### Information given

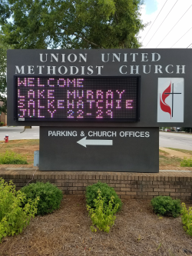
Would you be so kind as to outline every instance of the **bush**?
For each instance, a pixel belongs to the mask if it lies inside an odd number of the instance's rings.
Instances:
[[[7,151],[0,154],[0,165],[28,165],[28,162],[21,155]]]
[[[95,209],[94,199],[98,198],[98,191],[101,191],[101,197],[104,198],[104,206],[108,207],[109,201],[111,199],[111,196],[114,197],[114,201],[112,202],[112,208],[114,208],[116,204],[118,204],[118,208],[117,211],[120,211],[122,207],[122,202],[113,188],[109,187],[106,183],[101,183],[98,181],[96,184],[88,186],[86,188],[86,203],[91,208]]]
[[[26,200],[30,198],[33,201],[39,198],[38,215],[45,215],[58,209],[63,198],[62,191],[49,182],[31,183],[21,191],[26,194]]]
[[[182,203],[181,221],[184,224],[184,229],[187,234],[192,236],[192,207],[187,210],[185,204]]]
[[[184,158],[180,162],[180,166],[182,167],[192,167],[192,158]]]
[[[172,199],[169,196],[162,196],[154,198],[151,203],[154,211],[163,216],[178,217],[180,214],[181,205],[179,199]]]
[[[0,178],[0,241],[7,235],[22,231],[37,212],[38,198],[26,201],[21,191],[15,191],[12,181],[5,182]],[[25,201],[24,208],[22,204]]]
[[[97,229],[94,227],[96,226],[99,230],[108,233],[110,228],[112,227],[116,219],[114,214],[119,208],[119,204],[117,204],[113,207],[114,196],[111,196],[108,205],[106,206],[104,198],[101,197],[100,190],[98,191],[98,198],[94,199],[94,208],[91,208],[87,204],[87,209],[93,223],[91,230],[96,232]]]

######
### Information given

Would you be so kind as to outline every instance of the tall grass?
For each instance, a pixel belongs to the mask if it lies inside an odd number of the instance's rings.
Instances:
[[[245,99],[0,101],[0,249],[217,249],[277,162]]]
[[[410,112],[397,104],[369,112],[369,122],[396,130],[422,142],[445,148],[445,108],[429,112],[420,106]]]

######

Please turn the lines that open with the line containing "the tall grass?" and close with the line containing "[[[245,99],[0,101],[0,249],[217,249],[277,162]]]" into a numbered list, omitting any blank lines.

1. Would you be so kind as to outline every instance of the tall grass?
2. For each instance, a pixel belongs to the mask if it lies inside an odd number of the instance's rings.
3. Instances:
4. [[[245,99],[0,101],[0,249],[217,249],[277,162]]]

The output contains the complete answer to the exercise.